Short problem: Can you copy out every line of the data below word for word?
BEGIN Data to process
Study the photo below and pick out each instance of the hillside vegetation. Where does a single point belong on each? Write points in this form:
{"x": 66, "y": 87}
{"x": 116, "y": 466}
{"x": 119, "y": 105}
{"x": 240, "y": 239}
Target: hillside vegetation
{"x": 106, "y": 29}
END Data to process
Result of this task:
Study the photo below and pick out each instance of the hillside vegetation. Where does a single point belong on each? Write points in this form:
{"x": 66, "y": 87}
{"x": 116, "y": 466}
{"x": 119, "y": 105}
{"x": 240, "y": 239}
Target: hillside vegetation
{"x": 106, "y": 29}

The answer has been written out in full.